→ **Supplied text**:
_____

His monk’s name, Jikan, means “noble silence,” and he manifested it then. I was mortified.
I gave up writing to become a Zen monk, and then, a decade after meeting Jikan, I wrote a book about being a monk. A helpful nun left chapters of the work-in-progress in his cabin during a retreat. I was the head monk at the monastery, and I approached him at the end of a long day to ask how his back was. He was short, thin and old, but he still sat like a rock in the zendo meditation hall.
“I don’t feel a thing,” he said. I nodded: “Your meditation must be really strong.” He shook his head and said, “OxyContin.” Then he looked into my eyes with a clear, almost startled expression and said: “Hey, I love your book. How can I help?” I refused all his generous offers but one, and he wrote the book’s foreword.
He had a decades-long relationship with our teacher, the Roshi, and it was my privilege to witness these two powerful men “make relationship,” as Roshi would say. I think Roshi liked having Jikan around because Jikan did not make any demands on him. They could just sip tea in silence. (Once people start talking, they inevitably start fighting, Roshi said.)
One afternoon, Roshi, 106 years old by then, diminished by both age and a sex scandal that devastated our community and his reputation, had an accident in his adult diapers. As I took Roshi to the bathroom, Jikan filled a basin with warm water, removed his suit coat and cuff links, and rolled up his crisp white sleeves. “Jikan, I can do that part,” I said. “I wouldn’t think of it,” he said. I helped Roshi stand while Jikan knelt behind him and gently wiped him clean. Watching Jikan serve our teacher, unobsequiously and with intelligence, care and respect, helped take the sting out of my own failures as a writer and as a man. You learn that there is something greater than artistic success when you see a great artist humbling himself. Jikan, like any good monk, was devoted to what his teacher was devoted to.

_____

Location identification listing
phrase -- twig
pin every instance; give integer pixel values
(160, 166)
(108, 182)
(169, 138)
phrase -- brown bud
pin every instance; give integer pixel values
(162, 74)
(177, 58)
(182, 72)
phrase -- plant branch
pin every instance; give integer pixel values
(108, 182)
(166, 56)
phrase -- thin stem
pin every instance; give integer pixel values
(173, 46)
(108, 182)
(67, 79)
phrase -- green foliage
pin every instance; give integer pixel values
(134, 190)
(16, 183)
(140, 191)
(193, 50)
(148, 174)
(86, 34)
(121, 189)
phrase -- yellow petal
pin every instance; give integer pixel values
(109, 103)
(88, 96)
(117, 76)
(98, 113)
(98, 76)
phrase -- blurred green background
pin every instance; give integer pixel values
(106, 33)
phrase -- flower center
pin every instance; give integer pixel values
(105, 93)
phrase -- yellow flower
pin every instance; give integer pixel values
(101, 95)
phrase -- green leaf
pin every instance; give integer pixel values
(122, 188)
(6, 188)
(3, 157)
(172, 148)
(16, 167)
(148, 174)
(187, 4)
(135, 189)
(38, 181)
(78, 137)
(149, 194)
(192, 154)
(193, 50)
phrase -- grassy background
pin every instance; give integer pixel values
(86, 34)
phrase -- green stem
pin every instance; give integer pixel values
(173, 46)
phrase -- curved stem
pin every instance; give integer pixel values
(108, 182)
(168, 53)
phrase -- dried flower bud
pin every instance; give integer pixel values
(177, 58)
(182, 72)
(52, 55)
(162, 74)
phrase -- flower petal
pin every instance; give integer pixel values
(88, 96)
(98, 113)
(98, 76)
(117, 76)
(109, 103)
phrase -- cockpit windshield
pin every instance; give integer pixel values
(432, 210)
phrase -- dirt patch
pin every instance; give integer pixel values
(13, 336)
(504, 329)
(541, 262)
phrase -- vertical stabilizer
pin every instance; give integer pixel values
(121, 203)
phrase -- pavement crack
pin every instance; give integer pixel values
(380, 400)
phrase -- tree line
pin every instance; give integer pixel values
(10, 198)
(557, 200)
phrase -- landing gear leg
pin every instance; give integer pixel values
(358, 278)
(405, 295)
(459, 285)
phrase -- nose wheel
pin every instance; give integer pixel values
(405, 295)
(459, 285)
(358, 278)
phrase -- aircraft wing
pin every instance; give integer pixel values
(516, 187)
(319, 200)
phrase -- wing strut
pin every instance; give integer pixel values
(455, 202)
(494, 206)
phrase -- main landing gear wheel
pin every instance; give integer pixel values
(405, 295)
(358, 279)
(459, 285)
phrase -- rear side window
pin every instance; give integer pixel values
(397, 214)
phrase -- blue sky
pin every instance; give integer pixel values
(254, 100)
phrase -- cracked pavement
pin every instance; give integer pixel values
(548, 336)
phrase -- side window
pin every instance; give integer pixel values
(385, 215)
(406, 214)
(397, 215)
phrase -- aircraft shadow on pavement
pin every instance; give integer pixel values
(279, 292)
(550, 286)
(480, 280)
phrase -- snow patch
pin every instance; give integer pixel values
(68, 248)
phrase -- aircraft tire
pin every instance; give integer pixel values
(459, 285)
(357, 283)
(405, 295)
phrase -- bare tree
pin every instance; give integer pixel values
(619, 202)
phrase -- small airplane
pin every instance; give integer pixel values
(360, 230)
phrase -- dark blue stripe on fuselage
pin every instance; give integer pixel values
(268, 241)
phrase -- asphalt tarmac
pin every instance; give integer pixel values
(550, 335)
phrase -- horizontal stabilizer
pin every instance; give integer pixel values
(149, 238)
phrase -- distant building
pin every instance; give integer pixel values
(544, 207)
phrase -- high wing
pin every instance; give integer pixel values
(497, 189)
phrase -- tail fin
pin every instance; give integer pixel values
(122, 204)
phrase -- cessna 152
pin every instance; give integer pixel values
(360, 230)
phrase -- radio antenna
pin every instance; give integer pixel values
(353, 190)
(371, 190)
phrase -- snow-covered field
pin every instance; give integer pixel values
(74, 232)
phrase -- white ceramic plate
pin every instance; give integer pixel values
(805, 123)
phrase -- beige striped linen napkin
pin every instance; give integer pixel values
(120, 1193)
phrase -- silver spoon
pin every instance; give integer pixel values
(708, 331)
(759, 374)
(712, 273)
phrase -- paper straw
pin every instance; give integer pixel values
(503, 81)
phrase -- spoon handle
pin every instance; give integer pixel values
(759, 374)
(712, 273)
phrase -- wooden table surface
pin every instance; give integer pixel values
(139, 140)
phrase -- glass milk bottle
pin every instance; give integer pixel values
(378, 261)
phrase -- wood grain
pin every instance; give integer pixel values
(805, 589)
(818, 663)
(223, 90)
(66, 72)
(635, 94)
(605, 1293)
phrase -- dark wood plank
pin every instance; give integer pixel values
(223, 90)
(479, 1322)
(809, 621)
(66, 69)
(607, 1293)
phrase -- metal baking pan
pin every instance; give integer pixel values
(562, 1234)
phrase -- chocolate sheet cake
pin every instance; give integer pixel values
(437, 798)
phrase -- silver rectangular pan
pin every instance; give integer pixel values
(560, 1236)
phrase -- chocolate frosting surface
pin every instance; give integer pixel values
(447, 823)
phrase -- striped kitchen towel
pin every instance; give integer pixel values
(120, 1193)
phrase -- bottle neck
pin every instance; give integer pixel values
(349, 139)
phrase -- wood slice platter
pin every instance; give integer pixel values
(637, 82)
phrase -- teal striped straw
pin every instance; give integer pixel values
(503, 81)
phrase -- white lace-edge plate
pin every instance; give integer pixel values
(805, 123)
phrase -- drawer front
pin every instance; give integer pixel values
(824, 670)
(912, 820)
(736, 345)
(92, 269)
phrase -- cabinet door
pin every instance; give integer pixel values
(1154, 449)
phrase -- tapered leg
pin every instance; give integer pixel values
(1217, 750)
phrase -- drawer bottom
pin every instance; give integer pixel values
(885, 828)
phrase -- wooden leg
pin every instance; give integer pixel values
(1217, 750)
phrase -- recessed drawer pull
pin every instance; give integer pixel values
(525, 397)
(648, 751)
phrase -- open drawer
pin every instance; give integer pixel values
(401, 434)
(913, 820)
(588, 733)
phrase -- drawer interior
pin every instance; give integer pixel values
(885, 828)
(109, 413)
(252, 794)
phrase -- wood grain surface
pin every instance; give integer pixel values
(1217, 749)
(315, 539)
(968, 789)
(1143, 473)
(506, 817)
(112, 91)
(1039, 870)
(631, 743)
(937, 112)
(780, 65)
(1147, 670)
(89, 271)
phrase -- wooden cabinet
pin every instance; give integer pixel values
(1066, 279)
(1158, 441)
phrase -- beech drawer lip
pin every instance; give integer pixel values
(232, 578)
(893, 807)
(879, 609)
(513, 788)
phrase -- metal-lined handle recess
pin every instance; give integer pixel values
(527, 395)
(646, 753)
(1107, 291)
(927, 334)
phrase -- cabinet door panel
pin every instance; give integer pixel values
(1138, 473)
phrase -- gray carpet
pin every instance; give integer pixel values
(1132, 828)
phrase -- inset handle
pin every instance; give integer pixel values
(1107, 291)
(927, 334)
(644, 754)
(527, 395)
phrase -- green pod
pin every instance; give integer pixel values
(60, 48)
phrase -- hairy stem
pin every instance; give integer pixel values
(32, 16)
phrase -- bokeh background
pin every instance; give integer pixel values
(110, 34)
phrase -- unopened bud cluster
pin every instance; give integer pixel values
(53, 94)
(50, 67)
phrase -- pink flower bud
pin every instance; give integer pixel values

_____

→ **Request 1**:
Put the part of the listing that opens with the line containing "phrase -- wood slice platter" and closes with the line containing "(1158, 441)" into a numbered list, both of those lines included and blank lines left out.
→ **Request 2**:
Write what comes next in the account of the monk Jikan, starting after its final sentence.

→ **Exercise response 1**:
1. phrase -- wood slice platter
2. pin every instance; give integer pixel values
3. (637, 82)
4. phrase -- teal striped straw
5. pin every instance; give integer pixel values
6. (503, 81)
7. phrase -- white lace-edge plate
8. pin every instance; give integer pixel values
9. (805, 123)
10. phrase -- drawer front
11. pin every instance; give integer pixel values
12. (824, 670)
13. (912, 820)
14. (736, 345)
15. (92, 269)
16. phrase -- cabinet door
17. pin every instance; give integer pixel values
18. (1154, 449)
19. phrase -- tapered leg
20. pin every instance; give integer pixel values
21. (1217, 750)
22. phrase -- drawer bottom
23. pin every instance; give integer pixel values
24. (885, 828)
25. phrase -- wooden leg
26. pin every instance; give integer pixel values
27. (1217, 750)
28. phrase -- recessed drawer pull
29. pin every instance; give integer pixel values
30. (525, 397)
31. (648, 751)
32. phrase -- open drawer
33. pin every instance; give integer pixel values
34. (401, 434)
35. (913, 820)
36. (588, 733)
37. phrase -- drawer interior
38. pin every instance; give integer pixel values
39. (885, 828)
40. (109, 413)
41. (252, 794)
42. phrase -- wood grain surface
43. pin every instance; give integer pixel values
44. (1217, 749)
45. (315, 539)
46. (968, 789)
47. (1143, 473)
48. (506, 817)
49. (112, 91)
50. (1039, 870)
51. (631, 743)
52. (937, 112)
53. (780, 65)
54. (1147, 670)
55. (89, 271)
56. phrase -- wooden cabinet
57. pin every instance; give integer pixel values
58. (1066, 279)
59. (1158, 441)

→ **Exercise response 2**:
He and Roshi had a similar project, a shared vision: Roshi taught it, Leonard sang it. With none of Leonard’s eloquence or Roshi’s wisdom at my disposal, I would describe it as the union of contrary things — and then their separation again, and the struggle in between. In different ways, they each gave their lives to breaking and maintaining silence on what Buddhists call the Great Matter and what Roshi called True Love. Was Leonard an artist consumed by despair? No, his work was shot through with the opposite of despair. But in Leonard’s world, the opposite of despair was not hope — it was clarity. From this clarity came the vision of a prophet: “I’ve seen the future, brother/It is murder.”
The penultimate time I saw Jikan, I was getting lunch on Larchmont Street with an old friend from my Hollywood screenwriting days. I had given him a copy of my book. Only one thing about it impressed him: “Dude, I can’t believe you know Leonard Cohen!” We left the pizza parlor, turned the corner, and who should be sitting at a table outside a burger restaurant but Jikan Leonard Cohen himself. He had an office nearby, and we spent the afternoon brainstorming about how to revitalize the monastery now that our teacher was dead.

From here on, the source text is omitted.